## What to do
Decide whether each statement agrees with the pipeline pigging text. Answer yes or no for each, and quote the words of the text that settle it.
(a) Pigging of existing operational pipelines normally requires stopping the product flow.
(b) The pig trap used to insert the pig is typically oversized.
(c) A pig that makes no sound as it travels can be fitted with a Transmitter.

## Source document
Pipeline Pigging refers to the practice of using devices or implements known as ‘pigs’ to perform various cleaning, clearing, maintenance, inspection, dimensioning, process and pipeline testing operations on new and existing pipelines. For existing operational pipelines pigging is normally performed without stopping the flow of the product in the pipeline.
Pipeline pigging is a concept in pipeline maintenance that involves the use of devices known as pigs, which clean pipelines and are capable of checking pipeline condition. This process is done without necessarily interfering with the flow of product in the pipe. Pipeline pigs are used in a number of different industries including oil & gas, lube oil, chemical plants and hygienic applications such as pharmaceutical or food. Selecting the right pipeline pig for a particular application requires extensive experience.
The primary purpose of pipeline pigs is to make sure that the pipe is clean and free from obstruction. The pig is usually cylindrical or spherical to aid movement and efficient cleaning. As the pig moves through the pipeline, it can remove and possibly detect any build-ups within the pipe which can often lead to reduced performance, increased energy costs and cause corrosion, which could lead to disastrous leaks and cracks in the pipe.
The pipeline pig is inserted into the pipe using a pig trap, which is typically oversized to accommodate the tight fitting pig. A similar pig trap or receiver is located at the end of the pipe to receive the pig once it has traveled the length of the pipeline.
A pig will often make a sound as it travels through a pipe and if it doesn’t, a Transmitter can be installed into the pig. The pig can then be tracked through the pipe from above ground using an Receiver.
Pigs may be used in hydrostatic testing and pipeline drying, internal cleaning, internal coating, liquid management, batching, and inspection.

## Listed entries

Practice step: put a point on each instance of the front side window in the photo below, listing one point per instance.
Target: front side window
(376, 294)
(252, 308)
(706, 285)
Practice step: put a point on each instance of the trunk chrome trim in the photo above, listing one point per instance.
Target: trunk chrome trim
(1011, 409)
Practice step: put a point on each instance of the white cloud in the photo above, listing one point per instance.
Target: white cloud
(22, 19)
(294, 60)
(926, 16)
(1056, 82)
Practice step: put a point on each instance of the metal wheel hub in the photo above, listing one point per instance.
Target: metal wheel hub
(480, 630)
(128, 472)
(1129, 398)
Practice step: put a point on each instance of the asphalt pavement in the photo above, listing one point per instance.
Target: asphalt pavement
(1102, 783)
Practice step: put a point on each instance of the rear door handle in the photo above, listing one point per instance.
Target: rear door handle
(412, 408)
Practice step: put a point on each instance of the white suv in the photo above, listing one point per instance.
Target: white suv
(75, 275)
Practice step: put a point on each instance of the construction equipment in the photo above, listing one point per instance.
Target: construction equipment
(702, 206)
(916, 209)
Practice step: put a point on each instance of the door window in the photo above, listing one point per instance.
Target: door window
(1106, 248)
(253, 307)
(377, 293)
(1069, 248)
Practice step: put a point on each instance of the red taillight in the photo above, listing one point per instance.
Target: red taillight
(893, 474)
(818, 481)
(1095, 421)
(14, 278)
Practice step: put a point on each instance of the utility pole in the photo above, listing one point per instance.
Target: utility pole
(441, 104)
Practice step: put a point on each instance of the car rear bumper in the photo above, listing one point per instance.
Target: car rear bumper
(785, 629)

==

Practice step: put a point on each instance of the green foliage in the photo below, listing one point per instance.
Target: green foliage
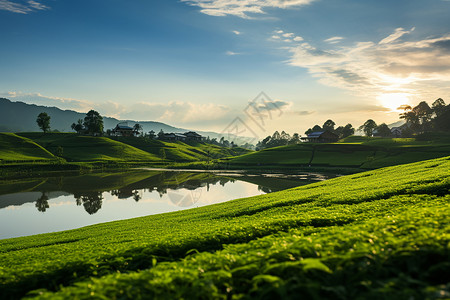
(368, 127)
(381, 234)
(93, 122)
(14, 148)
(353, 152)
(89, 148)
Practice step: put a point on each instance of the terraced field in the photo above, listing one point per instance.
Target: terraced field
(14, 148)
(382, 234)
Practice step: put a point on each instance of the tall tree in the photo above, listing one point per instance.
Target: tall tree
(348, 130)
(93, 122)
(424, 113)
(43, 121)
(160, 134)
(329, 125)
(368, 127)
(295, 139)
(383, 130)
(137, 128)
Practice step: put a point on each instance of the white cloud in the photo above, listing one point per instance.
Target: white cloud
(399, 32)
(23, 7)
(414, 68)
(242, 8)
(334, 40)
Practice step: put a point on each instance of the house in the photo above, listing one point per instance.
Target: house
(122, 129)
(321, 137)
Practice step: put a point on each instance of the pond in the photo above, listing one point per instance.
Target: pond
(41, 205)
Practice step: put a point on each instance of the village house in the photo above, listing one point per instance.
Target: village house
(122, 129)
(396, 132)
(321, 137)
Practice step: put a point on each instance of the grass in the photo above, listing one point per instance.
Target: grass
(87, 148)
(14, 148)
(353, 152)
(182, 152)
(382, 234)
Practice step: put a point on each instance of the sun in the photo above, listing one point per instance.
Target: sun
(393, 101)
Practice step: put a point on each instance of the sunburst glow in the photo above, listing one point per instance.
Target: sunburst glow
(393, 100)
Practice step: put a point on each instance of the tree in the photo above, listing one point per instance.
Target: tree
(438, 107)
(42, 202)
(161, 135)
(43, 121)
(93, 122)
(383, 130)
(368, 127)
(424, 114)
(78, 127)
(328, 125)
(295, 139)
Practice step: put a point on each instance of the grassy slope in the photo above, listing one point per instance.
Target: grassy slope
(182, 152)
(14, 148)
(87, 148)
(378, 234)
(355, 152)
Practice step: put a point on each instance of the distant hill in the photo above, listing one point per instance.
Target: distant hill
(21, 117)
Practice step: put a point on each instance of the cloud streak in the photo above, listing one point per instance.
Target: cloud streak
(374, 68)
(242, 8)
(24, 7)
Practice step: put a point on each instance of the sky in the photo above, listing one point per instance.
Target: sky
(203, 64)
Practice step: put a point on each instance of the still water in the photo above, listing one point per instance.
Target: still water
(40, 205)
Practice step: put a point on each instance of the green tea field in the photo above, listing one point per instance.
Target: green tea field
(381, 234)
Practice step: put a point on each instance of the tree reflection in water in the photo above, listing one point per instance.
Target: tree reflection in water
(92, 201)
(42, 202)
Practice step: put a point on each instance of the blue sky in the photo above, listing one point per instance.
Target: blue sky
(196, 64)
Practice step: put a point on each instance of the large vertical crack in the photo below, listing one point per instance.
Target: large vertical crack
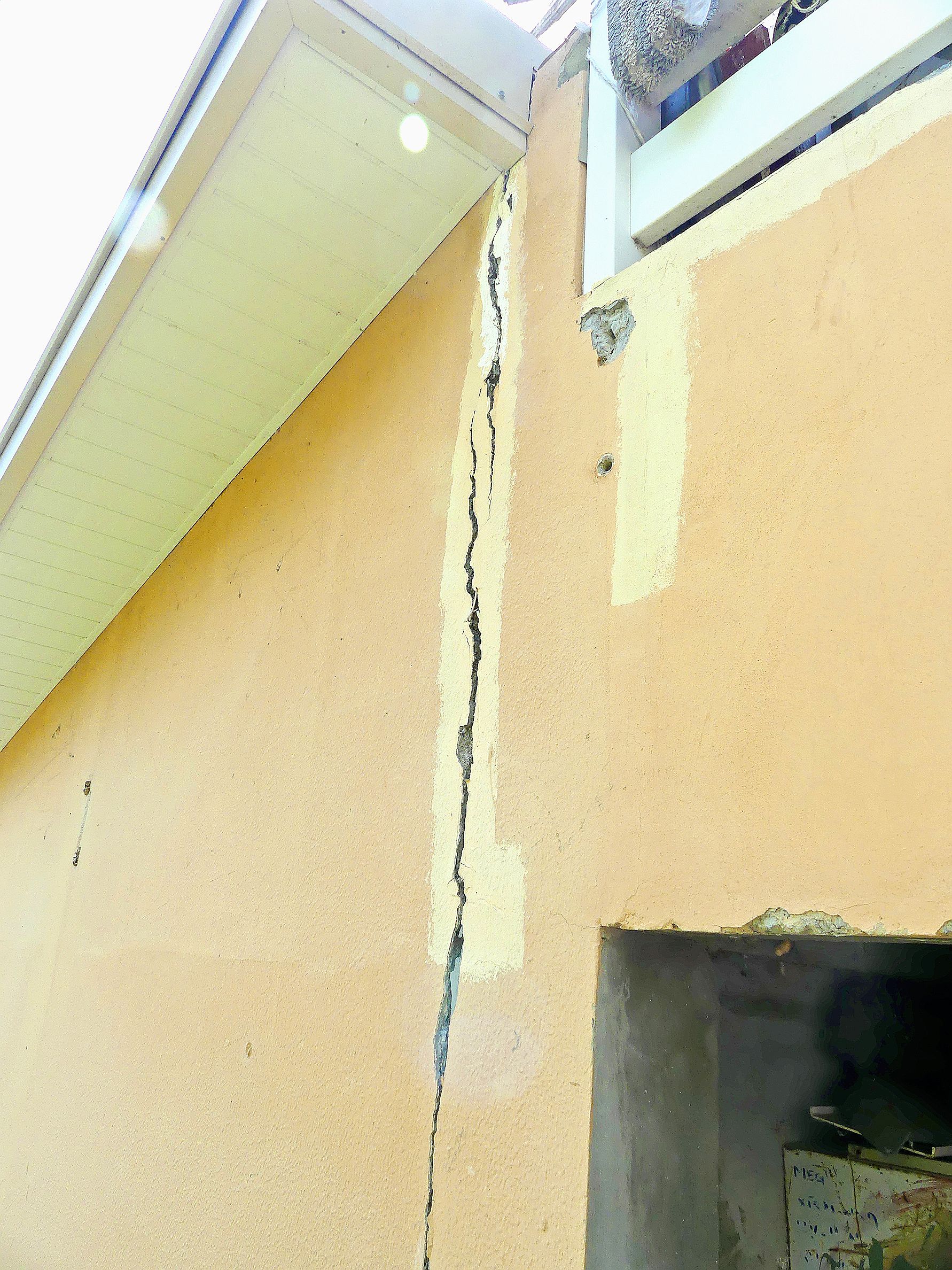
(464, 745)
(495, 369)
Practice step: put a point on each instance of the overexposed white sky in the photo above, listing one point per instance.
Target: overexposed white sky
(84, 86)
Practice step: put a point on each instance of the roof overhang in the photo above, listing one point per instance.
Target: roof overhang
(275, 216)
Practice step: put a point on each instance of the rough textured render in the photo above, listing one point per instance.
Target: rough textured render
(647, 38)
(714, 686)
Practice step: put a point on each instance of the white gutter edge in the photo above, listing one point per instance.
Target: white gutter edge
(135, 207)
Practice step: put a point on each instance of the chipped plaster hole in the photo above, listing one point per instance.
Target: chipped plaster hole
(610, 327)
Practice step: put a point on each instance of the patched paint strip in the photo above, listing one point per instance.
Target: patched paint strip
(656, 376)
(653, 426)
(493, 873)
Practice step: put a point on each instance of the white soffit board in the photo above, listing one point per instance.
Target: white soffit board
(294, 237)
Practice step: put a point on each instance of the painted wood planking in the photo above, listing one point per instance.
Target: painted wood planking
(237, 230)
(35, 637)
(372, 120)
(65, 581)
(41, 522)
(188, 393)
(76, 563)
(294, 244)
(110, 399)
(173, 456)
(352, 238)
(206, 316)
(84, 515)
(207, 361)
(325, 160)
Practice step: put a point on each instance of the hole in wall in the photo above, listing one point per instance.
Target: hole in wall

...

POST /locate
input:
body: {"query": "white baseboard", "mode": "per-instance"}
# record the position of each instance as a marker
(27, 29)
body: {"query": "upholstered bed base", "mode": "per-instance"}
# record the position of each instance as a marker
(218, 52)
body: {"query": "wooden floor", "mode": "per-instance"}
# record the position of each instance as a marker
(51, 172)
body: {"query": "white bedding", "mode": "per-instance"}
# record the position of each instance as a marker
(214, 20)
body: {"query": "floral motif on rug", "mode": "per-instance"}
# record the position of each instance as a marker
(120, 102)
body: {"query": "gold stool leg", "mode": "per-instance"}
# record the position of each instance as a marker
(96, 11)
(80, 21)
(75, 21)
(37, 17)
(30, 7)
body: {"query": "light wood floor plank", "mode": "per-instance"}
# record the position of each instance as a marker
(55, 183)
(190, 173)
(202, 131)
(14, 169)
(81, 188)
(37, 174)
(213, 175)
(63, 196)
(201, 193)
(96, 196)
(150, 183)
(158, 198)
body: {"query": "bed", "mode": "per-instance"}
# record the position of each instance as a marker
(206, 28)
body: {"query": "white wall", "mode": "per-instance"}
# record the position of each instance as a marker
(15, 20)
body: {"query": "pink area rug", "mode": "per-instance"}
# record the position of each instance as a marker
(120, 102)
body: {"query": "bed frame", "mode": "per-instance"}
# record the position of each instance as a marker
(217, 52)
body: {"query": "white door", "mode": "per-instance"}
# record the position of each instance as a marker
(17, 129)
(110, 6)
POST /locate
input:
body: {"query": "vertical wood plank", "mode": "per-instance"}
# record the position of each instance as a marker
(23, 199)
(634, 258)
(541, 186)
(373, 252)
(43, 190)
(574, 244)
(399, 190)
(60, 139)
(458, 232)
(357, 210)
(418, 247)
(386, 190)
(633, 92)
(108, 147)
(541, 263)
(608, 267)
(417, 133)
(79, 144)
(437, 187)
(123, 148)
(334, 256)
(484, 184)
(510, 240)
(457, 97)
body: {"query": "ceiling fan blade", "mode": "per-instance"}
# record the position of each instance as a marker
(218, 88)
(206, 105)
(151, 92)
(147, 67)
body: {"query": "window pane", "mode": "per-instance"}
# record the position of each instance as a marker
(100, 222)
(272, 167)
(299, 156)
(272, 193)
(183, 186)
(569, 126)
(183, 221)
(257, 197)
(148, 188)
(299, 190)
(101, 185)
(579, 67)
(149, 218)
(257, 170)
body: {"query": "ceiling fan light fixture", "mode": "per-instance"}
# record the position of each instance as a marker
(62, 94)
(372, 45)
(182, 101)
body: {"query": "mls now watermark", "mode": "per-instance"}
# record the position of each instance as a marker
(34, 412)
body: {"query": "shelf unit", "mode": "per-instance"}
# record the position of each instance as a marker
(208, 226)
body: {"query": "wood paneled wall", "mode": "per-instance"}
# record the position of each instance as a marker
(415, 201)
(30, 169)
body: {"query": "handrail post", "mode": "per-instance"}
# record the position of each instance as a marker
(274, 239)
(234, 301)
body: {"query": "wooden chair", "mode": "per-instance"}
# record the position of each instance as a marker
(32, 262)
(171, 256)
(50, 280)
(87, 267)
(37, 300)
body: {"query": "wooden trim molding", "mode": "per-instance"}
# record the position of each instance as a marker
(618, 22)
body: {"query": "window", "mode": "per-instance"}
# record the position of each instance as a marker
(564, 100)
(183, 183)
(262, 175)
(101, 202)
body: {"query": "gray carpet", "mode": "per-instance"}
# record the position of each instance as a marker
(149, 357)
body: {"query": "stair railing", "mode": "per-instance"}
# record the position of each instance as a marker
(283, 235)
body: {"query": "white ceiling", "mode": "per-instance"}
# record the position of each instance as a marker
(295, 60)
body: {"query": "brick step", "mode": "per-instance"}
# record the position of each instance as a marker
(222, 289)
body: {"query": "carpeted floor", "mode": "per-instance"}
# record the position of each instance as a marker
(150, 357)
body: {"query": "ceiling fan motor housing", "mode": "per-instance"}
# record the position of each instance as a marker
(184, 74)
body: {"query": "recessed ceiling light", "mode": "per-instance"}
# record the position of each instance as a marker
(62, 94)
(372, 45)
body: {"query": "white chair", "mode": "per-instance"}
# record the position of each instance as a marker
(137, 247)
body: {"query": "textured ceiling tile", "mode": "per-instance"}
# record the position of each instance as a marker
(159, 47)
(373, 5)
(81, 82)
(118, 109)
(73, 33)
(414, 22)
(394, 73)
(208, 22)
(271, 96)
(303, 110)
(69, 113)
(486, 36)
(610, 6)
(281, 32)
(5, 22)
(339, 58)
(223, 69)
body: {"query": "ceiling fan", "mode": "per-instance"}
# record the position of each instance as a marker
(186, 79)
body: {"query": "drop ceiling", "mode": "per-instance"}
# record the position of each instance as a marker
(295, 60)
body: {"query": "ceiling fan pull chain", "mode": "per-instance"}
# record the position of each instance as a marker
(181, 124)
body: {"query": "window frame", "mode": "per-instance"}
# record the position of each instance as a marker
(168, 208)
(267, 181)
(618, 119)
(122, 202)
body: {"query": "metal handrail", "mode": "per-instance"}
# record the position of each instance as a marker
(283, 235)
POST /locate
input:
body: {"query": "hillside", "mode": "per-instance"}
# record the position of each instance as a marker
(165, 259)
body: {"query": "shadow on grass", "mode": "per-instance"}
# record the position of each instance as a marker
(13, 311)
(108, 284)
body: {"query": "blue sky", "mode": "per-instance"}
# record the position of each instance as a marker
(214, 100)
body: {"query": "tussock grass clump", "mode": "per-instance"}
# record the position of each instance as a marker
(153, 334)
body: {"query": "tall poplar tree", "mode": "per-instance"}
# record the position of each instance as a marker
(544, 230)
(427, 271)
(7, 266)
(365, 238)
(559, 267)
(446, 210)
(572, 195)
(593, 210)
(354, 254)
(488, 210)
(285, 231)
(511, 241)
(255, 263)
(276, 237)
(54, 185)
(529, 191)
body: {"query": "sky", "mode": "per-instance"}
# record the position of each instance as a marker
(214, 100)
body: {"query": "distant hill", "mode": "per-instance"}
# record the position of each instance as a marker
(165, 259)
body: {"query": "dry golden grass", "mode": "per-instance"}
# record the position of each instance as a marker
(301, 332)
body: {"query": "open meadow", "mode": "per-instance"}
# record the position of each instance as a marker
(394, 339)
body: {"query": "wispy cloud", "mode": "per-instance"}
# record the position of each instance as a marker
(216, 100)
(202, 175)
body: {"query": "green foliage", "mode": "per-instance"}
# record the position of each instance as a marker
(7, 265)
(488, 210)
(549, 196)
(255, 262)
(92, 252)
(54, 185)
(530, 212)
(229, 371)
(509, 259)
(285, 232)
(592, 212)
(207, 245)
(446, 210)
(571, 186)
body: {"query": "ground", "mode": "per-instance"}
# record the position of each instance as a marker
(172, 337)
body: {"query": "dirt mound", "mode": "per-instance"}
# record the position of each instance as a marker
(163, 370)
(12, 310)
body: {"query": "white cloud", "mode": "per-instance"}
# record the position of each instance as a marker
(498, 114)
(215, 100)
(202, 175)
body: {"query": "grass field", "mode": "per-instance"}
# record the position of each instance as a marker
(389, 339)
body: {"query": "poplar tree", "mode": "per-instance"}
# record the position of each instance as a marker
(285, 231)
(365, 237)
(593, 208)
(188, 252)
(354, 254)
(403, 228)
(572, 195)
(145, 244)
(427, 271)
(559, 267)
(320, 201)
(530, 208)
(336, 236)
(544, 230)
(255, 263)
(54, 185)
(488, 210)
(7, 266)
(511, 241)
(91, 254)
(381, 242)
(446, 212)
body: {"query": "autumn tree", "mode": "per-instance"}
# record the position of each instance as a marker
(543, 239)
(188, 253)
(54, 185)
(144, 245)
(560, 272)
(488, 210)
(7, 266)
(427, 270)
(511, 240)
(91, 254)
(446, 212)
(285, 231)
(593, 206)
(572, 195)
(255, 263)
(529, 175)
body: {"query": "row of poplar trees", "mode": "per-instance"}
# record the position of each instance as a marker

## Response area
(a) No: "For existing operational pipelines pigging is normally performed without stopping the flow of the product in the pipeline."
(b) Yes: "which is typically oversized to accommodate the tight fitting pig"
(c) Yes: "if it doesn’t, a Transmitter can be installed into the pig"